REQUIRED WORK: Convert the listing lines, starting at the line containing "Exercise. Point out the rubber" and ending at the line containing "(1178, 771)", into a Markdown table with the columns Row and Listing line, omitting any blank lines.

INPUT MATERIAL:
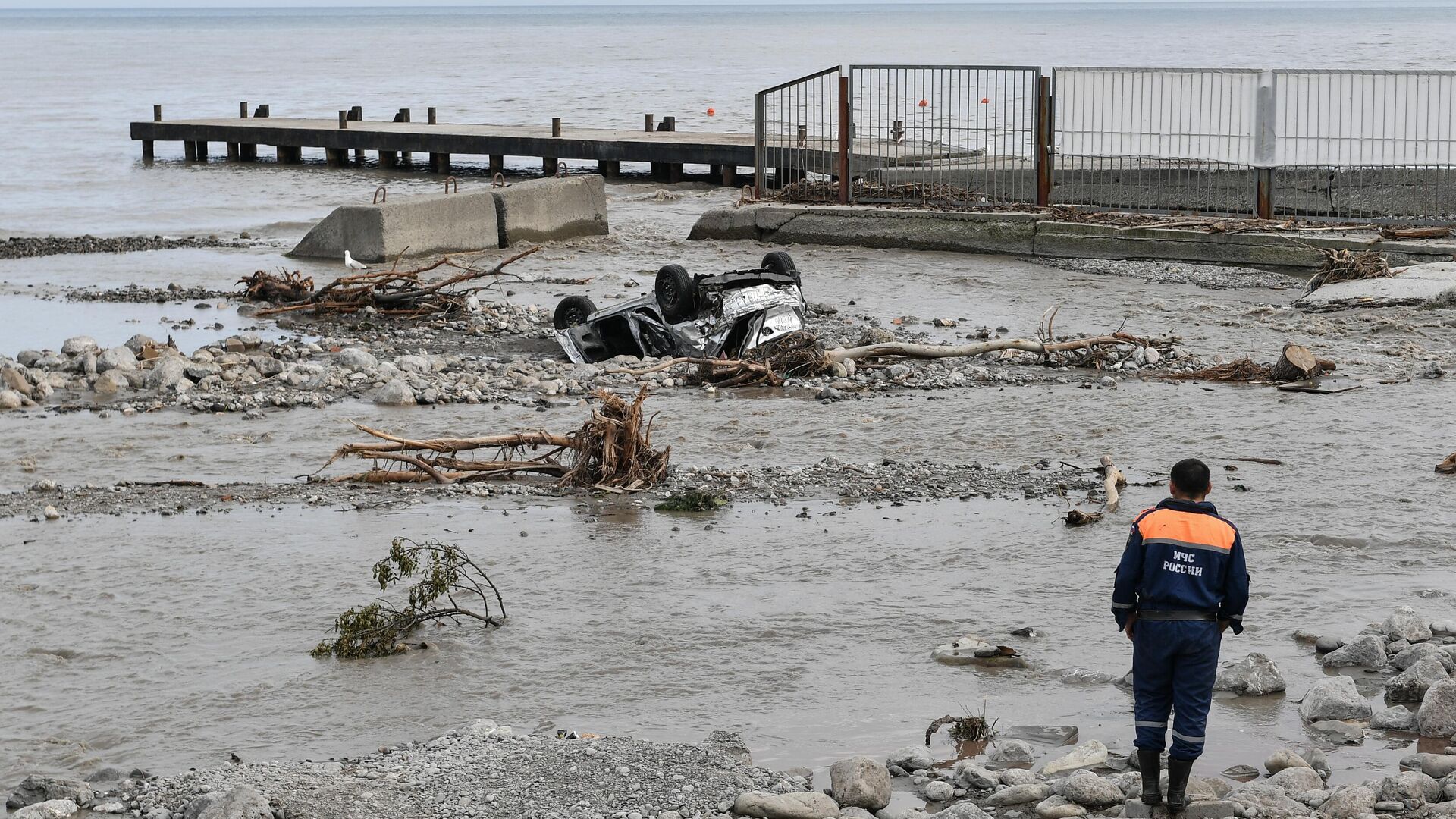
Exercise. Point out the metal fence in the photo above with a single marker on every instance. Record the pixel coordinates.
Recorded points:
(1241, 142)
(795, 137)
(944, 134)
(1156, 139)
---
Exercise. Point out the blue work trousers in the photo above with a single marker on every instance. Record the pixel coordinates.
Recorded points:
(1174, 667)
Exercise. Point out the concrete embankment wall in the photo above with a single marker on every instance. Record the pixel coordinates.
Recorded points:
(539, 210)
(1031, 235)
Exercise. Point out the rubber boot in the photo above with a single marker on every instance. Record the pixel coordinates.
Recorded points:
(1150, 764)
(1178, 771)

REPLY TO THE TASK:
| Row | Listing line |
|---|---|
| 1 | Exercise. Point out the rubber boot in the photo above with a single marker on every instance. Record the pixel coordinates. |
| 2 | Recorded points: |
| 3 | (1150, 764) |
| 4 | (1178, 771) |